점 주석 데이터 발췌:
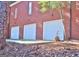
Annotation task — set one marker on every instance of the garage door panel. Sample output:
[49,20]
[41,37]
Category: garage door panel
[30,32]
[51,29]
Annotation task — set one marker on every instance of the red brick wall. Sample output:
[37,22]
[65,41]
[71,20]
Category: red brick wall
[37,17]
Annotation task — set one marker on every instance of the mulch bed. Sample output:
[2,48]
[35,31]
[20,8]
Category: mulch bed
[40,50]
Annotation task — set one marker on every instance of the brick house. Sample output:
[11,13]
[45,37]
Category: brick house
[26,22]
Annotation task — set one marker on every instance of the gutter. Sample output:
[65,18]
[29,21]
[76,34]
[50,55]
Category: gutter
[13,4]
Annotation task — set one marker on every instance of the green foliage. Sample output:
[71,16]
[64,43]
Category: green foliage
[43,6]
[10,2]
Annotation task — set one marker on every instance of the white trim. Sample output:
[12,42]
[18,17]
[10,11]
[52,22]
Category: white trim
[27,42]
[14,3]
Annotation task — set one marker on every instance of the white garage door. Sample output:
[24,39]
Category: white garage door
[30,32]
[54,28]
[15,32]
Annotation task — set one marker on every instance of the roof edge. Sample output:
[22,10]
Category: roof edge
[14,3]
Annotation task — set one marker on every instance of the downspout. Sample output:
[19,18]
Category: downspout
[70,20]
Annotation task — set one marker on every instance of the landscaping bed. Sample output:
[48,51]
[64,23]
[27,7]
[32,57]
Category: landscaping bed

## 작성 지시
위의 행들을 빈 줄은 빼고 번호를 매긴 목록으로 나타내 줄 수 있나요? 그림은 답에 넣지 마세요.

## 연습 답안
1. Annotation task — set one marker on every instance of the garage door panel. Sample output:
2. [49,20]
3. [41,37]
4. Category: garage door panel
5. [30,32]
6. [51,29]
7. Annotation task — set one marker on every instance of the red brick wall. Sample output:
8. [37,22]
9. [65,41]
10. [71,20]
11. Category: red brick wall
12. [37,17]
13. Annotation task — set one marker on every instance of the mulch bed. Sample output:
14. [2,48]
15. [35,31]
16. [20,8]
17. Category: mulch bed
18. [40,50]
19. Annotation task — set one marker on every instance of the brick house. Sample output:
20. [11,13]
21. [45,37]
22. Category: brick house
23. [26,22]
24. Annotation task — set one marker on every instance of the gutter. Sample output:
25. [65,18]
26. [29,21]
27. [76,34]
28. [50,55]
29. Category: gutter
30. [13,4]
31. Annotation task — set one marker on every instance of the green foliage. Sample output:
32. [71,16]
33. [64,43]
34. Category: green foliage
35. [43,6]
36. [10,2]
37. Annotation task — set one marker on every instance of the white trim. Sample output:
38. [12,42]
39. [18,17]
40. [10,11]
41. [52,22]
42. Category: white trim
43. [27,42]
44. [14,3]
45. Annotation task — set one marker on every instance of the white garage door. Sample output:
46. [24,39]
47. Category: white garage door
48. [30,32]
49. [54,28]
50. [15,32]
51. Annotation task — set one marker on every instance of the roof edge. Sample output:
52. [22,10]
53. Category: roof edge
54. [14,3]
55. Annotation task — set one marker on every instance of the downspout. Sample output:
56. [19,18]
57. Category: downspout
58. [70,20]
59. Annotation task — set one marker on every instance of the landscaping bed. Sample output:
60. [48,51]
61. [64,23]
62. [27,7]
63. [32,57]
64. Category: landscaping bed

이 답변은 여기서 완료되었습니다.